[Records pointing to named objects]
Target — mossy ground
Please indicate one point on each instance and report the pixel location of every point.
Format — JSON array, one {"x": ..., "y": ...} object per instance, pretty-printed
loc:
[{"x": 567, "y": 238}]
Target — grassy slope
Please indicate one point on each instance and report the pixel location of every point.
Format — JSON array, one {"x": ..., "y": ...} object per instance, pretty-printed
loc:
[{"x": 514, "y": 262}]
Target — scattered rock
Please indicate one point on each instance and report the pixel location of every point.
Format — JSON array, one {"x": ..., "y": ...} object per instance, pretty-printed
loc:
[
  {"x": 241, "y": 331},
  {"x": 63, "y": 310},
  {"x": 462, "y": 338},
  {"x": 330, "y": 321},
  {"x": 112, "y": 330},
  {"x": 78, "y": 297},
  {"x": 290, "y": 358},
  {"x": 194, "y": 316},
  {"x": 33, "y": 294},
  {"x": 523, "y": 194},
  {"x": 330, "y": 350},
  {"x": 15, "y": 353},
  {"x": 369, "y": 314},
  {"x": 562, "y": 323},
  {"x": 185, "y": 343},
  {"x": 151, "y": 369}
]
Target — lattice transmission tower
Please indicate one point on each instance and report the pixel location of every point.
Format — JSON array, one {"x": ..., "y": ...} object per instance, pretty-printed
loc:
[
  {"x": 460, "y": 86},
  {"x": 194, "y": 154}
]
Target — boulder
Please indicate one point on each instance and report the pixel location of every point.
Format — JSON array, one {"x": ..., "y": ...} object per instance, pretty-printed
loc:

[Short task]
Lay out every line of the entries above as a numbered list, skipping any blank lines.

[Solution to the exercise]
1. Target — mossy ground
2. Please indicate one point on each instance and report the pixel location of every point.
3. Format — JSON array, one {"x": ..., "y": ...} object per instance, pretty-printed
4. loc:
5. [{"x": 567, "y": 238}]
6. Target — grassy slope
7. Please indicate one point on each instance and report the pixel location of every point.
8. Format — JSON array, one {"x": ..., "y": ...} object per instance, pretty-printed
9. loc:
10. [{"x": 514, "y": 262}]
11. Target — scattered rock
12. Please indicate one point on each instance and report the pixel location of every point.
13. Format — JSON array, one {"x": ..., "y": ...} object per instance, pretty-printed
14. loc:
15. [
16.   {"x": 241, "y": 331},
17.   {"x": 63, "y": 310},
18.   {"x": 462, "y": 338},
19.   {"x": 330, "y": 321},
20.   {"x": 112, "y": 330},
21.   {"x": 78, "y": 297},
22.   {"x": 290, "y": 358},
23.   {"x": 194, "y": 316},
24.   {"x": 33, "y": 294},
25.   {"x": 523, "y": 194},
26.   {"x": 330, "y": 350},
27.   {"x": 15, "y": 353},
28.   {"x": 369, "y": 314},
29.   {"x": 562, "y": 323},
30.   {"x": 185, "y": 343},
31.   {"x": 151, "y": 369}
32. ]
33. Target — lattice transmission tower
34. Please indicate one point on each instance and report the pixel location of every point.
35. Format — JSON array, one {"x": ..., "y": ...} object per instance, pretty-printed
36. loc:
37. [
38.   {"x": 460, "y": 86},
39.   {"x": 194, "y": 154}
40. ]
41. Target — boulder
42. Please indicate one point on each instance and report the pixel location of every point.
43. Format — JSON array, one {"x": ..., "y": ...} object per instance, pretty-printed
44. loc:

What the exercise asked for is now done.